(Records from a data source)

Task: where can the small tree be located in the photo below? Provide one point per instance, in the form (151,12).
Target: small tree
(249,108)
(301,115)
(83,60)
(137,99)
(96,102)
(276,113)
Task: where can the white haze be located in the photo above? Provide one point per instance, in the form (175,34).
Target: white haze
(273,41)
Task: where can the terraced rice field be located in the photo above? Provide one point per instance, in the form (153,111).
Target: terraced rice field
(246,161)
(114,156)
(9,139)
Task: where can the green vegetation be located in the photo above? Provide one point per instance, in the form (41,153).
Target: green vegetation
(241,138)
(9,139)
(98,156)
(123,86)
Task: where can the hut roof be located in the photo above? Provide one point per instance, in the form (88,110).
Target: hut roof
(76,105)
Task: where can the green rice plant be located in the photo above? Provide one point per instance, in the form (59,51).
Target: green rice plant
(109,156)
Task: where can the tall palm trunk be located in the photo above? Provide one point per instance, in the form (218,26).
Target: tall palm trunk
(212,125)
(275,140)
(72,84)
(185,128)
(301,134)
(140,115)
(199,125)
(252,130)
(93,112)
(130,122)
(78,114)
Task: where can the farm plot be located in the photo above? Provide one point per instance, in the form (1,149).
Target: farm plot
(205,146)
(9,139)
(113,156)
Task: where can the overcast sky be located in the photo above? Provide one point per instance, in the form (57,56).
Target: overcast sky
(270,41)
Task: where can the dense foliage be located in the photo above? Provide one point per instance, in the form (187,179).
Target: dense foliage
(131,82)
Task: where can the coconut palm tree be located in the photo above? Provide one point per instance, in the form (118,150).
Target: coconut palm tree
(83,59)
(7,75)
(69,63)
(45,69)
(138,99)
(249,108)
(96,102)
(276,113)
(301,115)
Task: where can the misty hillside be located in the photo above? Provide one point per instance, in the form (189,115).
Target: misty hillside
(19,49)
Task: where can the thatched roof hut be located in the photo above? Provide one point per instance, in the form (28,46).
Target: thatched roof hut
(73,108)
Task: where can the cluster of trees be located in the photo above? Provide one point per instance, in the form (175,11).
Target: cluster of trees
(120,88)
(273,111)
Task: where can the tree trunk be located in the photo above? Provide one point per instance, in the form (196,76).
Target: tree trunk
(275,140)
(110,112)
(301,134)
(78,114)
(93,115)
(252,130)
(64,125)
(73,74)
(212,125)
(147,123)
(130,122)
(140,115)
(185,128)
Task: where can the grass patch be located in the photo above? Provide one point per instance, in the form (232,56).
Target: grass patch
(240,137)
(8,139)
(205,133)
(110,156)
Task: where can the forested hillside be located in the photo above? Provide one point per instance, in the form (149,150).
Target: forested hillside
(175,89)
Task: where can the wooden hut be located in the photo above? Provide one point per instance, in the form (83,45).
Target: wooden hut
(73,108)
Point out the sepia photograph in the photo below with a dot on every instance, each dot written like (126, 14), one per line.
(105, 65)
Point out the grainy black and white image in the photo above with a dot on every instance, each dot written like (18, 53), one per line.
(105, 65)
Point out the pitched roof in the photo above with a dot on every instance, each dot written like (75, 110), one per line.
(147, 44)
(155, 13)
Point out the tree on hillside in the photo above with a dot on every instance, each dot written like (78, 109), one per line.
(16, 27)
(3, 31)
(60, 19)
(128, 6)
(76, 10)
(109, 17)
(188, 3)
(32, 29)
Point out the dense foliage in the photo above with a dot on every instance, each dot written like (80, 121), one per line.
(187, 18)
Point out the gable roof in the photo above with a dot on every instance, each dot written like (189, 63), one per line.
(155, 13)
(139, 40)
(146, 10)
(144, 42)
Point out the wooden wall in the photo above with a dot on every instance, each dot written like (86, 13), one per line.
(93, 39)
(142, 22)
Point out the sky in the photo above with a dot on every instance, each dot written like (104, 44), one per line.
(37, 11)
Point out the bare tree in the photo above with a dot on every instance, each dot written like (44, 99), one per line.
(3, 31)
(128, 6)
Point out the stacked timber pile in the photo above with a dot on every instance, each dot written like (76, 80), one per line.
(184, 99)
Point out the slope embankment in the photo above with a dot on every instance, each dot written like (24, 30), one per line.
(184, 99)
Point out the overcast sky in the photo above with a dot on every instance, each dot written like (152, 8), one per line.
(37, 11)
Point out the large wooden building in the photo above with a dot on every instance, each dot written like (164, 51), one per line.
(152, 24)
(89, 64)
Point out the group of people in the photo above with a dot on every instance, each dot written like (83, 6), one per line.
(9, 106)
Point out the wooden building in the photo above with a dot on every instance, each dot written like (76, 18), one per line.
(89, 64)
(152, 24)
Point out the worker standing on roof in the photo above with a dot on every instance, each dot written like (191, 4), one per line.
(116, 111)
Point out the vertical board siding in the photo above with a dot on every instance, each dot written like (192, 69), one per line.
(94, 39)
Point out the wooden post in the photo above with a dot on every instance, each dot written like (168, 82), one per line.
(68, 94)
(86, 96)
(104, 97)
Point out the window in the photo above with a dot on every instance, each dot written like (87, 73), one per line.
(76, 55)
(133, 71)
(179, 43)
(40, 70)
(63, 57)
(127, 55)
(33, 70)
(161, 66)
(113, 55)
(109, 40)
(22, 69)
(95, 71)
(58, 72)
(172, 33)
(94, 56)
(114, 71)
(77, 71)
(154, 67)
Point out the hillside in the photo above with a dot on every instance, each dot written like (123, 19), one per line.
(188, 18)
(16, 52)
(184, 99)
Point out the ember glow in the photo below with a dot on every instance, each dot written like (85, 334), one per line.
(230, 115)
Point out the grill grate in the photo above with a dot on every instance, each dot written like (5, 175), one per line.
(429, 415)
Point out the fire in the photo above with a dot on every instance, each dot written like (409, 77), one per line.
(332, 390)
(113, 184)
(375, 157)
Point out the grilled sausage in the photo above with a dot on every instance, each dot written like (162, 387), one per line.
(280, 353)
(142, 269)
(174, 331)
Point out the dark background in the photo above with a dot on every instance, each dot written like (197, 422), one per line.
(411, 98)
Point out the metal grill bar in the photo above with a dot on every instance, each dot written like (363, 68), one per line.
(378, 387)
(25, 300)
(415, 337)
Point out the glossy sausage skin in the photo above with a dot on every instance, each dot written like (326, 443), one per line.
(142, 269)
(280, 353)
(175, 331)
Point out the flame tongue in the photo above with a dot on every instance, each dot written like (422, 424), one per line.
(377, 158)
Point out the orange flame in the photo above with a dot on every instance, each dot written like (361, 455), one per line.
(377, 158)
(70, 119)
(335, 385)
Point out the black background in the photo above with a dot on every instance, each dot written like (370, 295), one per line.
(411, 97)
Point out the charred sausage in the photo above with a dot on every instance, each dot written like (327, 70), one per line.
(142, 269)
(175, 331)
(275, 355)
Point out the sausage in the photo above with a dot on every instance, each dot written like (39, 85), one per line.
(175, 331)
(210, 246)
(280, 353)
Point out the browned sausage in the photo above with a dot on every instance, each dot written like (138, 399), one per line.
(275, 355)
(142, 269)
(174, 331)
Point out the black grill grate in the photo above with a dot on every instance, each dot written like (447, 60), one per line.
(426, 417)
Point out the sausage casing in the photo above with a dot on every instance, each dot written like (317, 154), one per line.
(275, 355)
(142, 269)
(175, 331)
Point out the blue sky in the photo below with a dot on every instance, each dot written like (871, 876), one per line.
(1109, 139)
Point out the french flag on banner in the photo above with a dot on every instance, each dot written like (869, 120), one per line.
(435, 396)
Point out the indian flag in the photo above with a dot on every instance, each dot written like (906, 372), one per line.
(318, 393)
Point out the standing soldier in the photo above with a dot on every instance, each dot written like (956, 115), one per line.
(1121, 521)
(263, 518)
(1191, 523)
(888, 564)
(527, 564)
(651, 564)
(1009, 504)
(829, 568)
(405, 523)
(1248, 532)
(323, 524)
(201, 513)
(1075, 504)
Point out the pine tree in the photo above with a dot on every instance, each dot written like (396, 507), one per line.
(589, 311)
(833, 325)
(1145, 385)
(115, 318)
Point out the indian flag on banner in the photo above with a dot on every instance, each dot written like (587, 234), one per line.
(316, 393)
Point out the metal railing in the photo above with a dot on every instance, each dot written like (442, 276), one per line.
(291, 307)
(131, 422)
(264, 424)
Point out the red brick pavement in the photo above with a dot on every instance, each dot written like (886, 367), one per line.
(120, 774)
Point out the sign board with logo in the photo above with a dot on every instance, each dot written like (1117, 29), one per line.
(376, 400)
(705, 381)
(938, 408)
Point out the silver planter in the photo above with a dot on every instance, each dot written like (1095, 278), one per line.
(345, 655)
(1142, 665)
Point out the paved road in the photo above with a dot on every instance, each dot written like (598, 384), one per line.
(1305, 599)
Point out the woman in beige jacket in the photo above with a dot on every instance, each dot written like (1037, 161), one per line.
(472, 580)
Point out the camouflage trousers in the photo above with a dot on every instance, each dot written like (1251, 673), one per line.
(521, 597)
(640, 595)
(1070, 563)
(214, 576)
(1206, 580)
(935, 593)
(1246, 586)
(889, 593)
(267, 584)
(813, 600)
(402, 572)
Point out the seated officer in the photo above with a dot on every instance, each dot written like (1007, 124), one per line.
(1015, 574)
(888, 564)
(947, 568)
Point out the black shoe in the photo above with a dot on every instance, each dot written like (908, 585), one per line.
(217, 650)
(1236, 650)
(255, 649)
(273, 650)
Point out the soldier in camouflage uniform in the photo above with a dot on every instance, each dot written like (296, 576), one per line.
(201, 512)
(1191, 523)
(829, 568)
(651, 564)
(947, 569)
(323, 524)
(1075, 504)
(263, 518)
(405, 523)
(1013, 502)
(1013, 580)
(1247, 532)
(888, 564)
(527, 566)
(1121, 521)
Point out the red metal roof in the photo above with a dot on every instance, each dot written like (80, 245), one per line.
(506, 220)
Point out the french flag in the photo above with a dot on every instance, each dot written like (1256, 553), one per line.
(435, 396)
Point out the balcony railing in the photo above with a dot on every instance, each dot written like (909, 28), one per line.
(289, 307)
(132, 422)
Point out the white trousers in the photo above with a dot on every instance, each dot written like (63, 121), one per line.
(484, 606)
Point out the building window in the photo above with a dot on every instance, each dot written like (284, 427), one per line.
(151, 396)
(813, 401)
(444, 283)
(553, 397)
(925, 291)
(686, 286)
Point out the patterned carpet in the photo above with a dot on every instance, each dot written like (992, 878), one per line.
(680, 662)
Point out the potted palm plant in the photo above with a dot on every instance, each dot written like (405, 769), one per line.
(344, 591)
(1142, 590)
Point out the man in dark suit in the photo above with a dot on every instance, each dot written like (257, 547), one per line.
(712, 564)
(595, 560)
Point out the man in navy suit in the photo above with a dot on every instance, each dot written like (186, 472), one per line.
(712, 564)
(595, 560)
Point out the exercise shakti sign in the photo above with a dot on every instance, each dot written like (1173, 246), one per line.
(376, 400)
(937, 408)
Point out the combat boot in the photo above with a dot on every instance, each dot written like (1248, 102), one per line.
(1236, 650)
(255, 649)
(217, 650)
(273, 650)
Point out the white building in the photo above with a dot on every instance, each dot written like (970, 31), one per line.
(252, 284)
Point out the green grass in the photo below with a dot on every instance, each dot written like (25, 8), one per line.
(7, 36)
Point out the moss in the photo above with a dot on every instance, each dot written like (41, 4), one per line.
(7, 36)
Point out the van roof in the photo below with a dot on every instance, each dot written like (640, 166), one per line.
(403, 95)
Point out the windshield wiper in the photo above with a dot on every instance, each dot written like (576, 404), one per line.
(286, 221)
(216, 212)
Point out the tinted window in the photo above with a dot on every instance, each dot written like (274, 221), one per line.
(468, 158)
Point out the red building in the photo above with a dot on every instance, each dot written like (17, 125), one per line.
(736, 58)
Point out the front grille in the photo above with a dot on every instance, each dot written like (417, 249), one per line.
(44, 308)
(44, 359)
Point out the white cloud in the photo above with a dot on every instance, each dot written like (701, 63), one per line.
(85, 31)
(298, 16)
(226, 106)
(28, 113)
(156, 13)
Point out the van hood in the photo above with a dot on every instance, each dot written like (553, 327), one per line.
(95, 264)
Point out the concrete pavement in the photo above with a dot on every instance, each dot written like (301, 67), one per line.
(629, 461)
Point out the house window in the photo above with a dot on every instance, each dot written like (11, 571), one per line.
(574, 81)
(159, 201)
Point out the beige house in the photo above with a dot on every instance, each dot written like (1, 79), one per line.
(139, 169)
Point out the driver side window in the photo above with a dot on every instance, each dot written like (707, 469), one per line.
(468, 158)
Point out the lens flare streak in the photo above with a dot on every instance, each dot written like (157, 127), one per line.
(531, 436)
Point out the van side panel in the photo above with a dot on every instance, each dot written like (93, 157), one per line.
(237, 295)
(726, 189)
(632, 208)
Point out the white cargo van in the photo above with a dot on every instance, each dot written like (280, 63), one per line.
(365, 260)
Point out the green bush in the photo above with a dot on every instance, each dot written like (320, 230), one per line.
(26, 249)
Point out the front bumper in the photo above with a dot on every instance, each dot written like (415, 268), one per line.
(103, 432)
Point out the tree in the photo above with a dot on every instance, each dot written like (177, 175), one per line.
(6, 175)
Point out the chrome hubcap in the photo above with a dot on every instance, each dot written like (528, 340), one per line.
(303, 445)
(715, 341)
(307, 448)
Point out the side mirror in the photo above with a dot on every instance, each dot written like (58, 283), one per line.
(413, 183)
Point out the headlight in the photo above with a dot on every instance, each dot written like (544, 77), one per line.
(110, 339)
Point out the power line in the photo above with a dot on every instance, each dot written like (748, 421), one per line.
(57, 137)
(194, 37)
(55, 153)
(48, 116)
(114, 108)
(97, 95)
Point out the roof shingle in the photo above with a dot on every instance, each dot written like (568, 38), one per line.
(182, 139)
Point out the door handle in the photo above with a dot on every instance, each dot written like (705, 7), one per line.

## [Task instructions]
Write out again, exactly, the lines from the start of the entries up to and including the one with "Task: where can the green vegetation". Nothing else belongs in the reply.

## [Expected answer]
Task: where can the small tree be located in the photo below? Provide one point per instance, in the form (151,12).
Target: small tree
(249,108)
(301,115)
(83,60)
(137,99)
(96,102)
(276,113)
Task: where can the white haze be located in the photo above? Provide one point per instance, in the form (175,34).
Target: white haze
(273,41)
Task: where can the terraced rice field be located in the photo above? Provide one point per instance, in the form (153,111).
Target: terraced rice field
(246,161)
(114,156)
(9,139)
Task: where can the green vegetation be located in the photo above? Provide one point per instance, in the form (41,153).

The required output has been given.